* _Dataset records_:
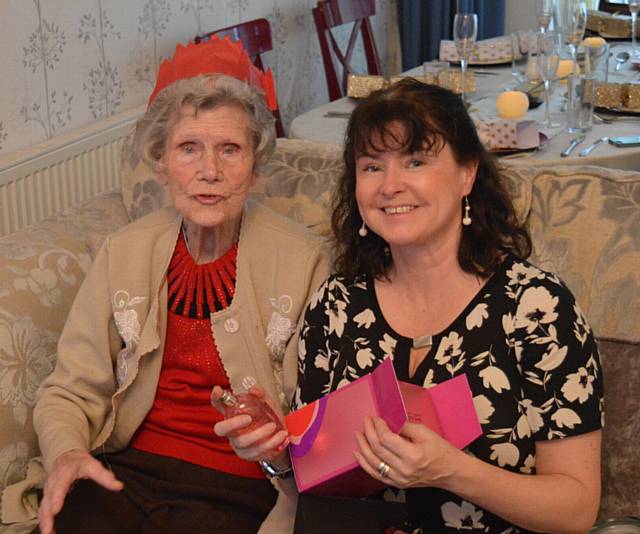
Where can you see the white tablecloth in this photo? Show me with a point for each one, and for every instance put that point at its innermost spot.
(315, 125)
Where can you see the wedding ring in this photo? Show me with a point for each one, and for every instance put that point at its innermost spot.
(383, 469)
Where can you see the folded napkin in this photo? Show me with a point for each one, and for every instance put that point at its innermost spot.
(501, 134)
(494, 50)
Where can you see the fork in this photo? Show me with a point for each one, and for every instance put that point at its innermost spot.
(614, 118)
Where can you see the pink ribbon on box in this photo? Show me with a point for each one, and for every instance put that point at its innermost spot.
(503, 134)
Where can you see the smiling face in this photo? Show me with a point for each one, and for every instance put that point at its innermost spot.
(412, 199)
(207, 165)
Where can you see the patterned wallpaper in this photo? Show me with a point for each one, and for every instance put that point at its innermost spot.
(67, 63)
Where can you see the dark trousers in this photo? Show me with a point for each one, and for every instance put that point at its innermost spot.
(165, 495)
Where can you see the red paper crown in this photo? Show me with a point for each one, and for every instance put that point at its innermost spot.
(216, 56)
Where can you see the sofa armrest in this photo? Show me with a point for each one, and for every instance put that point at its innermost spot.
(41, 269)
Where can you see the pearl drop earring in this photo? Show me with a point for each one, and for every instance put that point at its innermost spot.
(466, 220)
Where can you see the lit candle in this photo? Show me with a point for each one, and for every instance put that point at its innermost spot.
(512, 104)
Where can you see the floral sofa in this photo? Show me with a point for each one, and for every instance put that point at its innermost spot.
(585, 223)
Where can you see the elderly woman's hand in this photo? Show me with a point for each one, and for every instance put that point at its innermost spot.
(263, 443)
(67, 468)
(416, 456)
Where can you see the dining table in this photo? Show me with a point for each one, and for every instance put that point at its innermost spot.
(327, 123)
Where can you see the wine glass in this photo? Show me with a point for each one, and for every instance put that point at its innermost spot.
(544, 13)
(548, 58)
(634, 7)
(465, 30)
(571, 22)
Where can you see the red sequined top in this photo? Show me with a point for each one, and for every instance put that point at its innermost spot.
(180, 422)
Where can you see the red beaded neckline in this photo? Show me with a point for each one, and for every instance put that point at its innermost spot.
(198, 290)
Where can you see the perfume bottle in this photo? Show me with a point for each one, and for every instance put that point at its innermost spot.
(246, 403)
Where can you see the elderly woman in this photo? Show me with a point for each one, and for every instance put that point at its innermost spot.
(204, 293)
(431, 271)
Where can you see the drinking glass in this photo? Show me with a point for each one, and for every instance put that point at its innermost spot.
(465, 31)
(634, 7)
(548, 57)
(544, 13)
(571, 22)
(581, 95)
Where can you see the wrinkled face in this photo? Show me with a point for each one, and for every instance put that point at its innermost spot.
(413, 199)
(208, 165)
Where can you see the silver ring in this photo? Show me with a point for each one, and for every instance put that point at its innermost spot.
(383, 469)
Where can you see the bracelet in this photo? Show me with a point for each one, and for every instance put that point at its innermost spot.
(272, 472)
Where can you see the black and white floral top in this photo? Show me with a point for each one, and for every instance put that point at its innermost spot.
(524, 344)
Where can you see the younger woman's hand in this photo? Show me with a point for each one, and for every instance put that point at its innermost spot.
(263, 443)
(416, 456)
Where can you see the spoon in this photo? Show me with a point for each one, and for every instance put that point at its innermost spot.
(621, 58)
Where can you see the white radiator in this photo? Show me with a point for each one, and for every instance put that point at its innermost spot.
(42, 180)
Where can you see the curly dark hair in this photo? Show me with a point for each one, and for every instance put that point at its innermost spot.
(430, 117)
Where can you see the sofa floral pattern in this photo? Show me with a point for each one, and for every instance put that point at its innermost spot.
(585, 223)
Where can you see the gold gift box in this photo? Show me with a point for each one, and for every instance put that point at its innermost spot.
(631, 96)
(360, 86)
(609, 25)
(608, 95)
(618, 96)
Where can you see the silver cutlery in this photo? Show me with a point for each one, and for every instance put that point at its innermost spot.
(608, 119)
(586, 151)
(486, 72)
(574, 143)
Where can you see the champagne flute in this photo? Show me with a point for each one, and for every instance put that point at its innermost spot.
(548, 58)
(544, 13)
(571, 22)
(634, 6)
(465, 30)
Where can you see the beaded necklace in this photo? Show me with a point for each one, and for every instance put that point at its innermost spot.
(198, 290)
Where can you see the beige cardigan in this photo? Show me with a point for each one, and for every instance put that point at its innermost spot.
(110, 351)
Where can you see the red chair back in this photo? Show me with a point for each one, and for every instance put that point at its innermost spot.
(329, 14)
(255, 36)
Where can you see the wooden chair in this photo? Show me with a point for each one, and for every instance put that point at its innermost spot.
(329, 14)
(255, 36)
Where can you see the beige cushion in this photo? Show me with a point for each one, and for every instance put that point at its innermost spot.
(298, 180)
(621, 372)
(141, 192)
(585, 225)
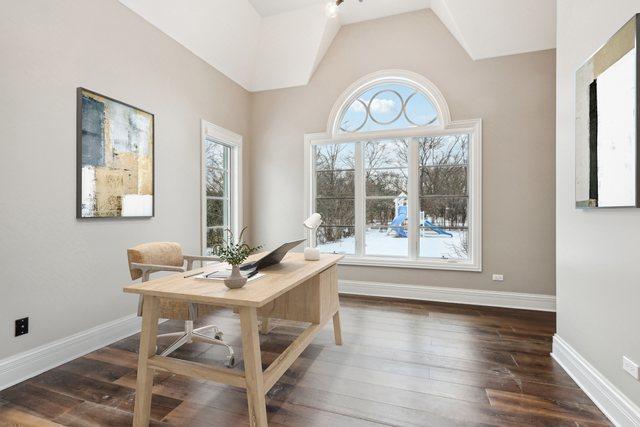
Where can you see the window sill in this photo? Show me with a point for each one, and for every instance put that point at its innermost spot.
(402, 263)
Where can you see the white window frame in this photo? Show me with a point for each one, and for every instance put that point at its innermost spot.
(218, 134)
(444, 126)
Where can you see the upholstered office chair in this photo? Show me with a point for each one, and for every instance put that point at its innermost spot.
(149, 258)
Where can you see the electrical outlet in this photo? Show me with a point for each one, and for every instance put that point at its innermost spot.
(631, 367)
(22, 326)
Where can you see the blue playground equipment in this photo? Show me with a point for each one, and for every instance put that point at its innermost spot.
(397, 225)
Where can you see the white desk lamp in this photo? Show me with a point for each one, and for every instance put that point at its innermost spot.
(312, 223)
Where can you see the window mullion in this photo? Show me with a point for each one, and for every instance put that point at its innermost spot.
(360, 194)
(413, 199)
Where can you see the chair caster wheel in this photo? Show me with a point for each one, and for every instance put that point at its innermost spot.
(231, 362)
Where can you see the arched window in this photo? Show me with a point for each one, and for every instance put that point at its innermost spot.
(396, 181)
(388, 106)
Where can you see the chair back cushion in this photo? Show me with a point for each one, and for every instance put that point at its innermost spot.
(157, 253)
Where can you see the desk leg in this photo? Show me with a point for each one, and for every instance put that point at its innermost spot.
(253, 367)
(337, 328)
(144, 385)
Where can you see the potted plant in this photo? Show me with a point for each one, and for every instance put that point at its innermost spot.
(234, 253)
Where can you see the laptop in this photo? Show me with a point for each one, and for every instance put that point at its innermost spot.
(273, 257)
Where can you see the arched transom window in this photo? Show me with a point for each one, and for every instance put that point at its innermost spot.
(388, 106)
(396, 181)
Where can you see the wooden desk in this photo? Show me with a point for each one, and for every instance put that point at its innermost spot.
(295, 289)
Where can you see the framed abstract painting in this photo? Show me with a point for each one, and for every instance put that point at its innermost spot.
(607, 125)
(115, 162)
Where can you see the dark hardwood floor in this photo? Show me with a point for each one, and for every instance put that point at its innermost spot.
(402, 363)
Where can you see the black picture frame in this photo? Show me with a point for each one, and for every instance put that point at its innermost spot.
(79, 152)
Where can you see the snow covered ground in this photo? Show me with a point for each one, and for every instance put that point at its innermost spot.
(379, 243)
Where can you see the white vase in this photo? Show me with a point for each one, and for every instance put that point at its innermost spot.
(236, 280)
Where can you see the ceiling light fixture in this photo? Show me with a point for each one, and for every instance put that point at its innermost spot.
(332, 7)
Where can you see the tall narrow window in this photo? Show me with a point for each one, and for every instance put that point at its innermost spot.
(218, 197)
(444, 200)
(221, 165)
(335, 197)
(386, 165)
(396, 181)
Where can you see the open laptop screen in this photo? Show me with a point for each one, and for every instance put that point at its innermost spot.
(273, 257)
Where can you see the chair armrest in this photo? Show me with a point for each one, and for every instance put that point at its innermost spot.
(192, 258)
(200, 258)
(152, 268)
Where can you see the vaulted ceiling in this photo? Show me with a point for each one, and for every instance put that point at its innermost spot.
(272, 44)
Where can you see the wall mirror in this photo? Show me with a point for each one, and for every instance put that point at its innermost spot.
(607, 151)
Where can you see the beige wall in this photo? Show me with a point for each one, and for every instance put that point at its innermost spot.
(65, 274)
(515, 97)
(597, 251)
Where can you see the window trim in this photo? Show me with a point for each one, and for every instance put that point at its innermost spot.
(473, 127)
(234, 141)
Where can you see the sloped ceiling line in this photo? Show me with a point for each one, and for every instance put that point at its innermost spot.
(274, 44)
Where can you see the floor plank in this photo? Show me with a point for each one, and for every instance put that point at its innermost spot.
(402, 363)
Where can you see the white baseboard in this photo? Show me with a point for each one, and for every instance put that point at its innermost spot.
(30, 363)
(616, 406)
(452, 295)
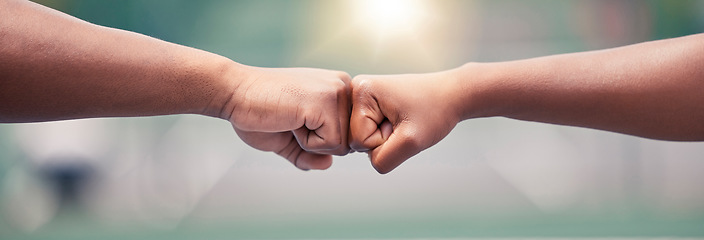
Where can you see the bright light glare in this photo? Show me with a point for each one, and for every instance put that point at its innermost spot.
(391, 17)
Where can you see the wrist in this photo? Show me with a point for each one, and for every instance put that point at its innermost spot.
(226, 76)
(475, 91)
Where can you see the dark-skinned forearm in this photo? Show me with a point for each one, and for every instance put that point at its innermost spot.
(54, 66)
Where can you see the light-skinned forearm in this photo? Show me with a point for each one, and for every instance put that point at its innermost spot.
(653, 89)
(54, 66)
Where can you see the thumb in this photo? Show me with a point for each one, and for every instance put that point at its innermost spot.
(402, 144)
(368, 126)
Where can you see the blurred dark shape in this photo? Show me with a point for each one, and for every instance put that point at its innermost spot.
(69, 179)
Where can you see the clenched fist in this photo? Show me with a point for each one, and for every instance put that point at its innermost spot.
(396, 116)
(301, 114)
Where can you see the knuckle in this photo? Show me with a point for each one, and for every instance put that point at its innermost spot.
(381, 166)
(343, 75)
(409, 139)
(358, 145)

* _Exercise requirements_:
Your answer must be the lines from the one containing "Where can you see the white baseboard" through the final line of the entries, duplicated exactly, with both ends kept and all pictures left out.

* _Exercise solution_:
Where can you see the white baseboard in this photo? Show me with a point for each one, and for every instance put that point at its innermost spot.
(30, 363)
(616, 406)
(452, 295)
Where can you see the bright light glare in this photo? Show me with a point for each one, and for every instance put that point at its innermost spot.
(391, 17)
Where can you see the wrist in this photo? Show me with a point for each one, and for every instance put that point at its innermost spot.
(226, 76)
(475, 91)
Where can you see the dark-skinned forearm in this photo? Show me with a point for each one, and for every instance put that point at its innermost spot.
(54, 66)
Where can you see the light-skinned forearm in this photo? Show me with a point for each one, and for every instance put that point at its innermost spot.
(653, 89)
(54, 66)
Where can you see the thumb in this photo? Show me with a point for each one, and for every instance put that point at its innermost spot.
(402, 144)
(368, 126)
Where can you see the blurred dark shape in this photo? Show me with a point for each one, and for every instance put that point at its innermost spot.
(69, 179)
Where can you see the clenched fist in this photo? Show me with a point for each one, and for every instance put that point at its innermost spot.
(396, 116)
(301, 114)
Where can you see the knuckle in this photo? Show me with a point for each one, and for every instance put that point at its innermost spot.
(381, 166)
(343, 75)
(409, 139)
(358, 145)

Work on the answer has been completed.